» **EXERCISE**:
Answer these questions from the judgment report, numbering your answers to match.
1. Which court dismissed the appellant's earlier appeal?
2. Which division of the Federal High Court decided the case at trial?
3. What date is given for the Notice of Seizure?

» **PASSAGE PROVIDED**:
**********

Ceekay Traders Ltd. V. General Motors Co. Ltd & Ors. (1992)

LawGlobal-Hub Lead Judgment Report

KAWU, J.S.C 

This is a further appeal to the Supreme Court by the appellant from the decision of the Court of Appeal which had dismissed its appeal against the decision of the Federal High Court, Lagos Division.

In the trial court, the appellant, as plaintiff, had instituted an action against the respondent claiming as follows:-

“1. A declaration that the plaintiff are as against the defendants entitled to the possession of the motor vehicles (particulars of which are set out in the scheduled hereto) being part of the motor vehicles purportedly seized by the 3rd defendant under a Notice or Seizure dated 18th March, 1983.

  1. A declaration that the said vehicles are the exclusive property of and belong to the plaintiffs.
  2. An injunction restraining the defendants, their servants and/or agents from interfering with the plaintiffs’ possession and right to possession of the said vehicles or otherwise selling or purporting to sell or in any other way dealing with the said vehicles.

**********

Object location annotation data

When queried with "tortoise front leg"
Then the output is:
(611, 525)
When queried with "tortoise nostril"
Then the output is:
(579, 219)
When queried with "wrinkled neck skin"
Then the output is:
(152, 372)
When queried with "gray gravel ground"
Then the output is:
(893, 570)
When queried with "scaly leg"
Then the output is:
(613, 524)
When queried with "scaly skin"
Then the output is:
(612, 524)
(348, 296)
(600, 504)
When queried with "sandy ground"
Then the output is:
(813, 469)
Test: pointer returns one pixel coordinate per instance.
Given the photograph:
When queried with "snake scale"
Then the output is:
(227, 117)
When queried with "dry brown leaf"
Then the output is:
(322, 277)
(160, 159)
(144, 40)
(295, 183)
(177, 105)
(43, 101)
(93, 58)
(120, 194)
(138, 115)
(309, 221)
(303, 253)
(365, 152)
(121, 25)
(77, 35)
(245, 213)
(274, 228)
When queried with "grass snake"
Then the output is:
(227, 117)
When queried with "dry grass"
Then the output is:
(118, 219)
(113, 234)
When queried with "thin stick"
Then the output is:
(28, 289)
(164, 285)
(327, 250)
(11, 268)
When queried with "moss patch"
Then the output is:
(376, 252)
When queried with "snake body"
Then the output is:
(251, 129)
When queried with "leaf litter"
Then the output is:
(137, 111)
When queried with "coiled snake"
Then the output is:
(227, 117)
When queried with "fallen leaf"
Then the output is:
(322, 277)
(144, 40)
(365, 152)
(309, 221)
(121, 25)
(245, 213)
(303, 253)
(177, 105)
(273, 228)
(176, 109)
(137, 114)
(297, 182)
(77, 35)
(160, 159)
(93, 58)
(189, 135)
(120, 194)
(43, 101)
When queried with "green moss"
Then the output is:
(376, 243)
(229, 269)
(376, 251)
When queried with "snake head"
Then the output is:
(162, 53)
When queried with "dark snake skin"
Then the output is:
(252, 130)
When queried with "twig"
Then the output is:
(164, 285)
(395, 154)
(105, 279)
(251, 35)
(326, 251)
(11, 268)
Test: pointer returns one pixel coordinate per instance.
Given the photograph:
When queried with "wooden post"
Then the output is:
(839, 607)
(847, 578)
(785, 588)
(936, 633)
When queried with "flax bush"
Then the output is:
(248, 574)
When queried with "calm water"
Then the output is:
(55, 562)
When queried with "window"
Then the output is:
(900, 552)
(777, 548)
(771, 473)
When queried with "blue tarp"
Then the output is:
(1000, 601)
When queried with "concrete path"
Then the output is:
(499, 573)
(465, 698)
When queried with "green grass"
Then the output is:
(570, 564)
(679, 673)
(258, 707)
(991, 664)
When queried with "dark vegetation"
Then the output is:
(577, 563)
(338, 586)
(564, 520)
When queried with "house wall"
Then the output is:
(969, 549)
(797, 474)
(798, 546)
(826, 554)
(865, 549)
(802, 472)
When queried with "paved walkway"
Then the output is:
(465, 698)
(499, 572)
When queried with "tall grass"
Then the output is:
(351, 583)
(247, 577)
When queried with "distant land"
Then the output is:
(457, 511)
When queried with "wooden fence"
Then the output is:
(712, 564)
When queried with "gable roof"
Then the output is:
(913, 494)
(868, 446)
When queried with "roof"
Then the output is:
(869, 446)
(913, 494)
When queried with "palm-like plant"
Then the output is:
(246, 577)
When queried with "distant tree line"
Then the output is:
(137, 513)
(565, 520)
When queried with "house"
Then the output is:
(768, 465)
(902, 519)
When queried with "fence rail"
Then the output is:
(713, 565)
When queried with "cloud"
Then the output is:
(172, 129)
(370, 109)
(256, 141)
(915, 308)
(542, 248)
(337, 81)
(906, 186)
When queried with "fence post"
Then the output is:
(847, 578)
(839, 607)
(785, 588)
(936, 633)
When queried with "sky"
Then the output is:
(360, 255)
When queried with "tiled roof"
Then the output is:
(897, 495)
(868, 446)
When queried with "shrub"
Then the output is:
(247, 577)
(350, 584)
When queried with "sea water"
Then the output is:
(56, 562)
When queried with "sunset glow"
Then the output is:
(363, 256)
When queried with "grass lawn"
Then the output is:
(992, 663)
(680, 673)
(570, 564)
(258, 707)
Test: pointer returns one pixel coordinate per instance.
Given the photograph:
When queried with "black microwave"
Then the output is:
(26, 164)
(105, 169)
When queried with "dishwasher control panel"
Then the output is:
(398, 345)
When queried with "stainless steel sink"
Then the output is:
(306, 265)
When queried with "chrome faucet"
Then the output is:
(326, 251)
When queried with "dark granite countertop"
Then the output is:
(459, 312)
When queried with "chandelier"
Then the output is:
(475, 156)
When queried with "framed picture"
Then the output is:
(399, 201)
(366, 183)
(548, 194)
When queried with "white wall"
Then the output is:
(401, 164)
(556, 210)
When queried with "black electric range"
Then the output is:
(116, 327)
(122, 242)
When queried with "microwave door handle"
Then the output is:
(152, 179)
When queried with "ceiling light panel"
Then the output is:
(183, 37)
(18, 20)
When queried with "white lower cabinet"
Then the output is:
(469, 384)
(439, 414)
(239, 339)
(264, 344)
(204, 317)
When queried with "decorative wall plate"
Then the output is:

**********

» **ANSWER TO THE EXERCISE**:
1. The Court of Appeal
2. The Lagos Division
3. 18th March, 1983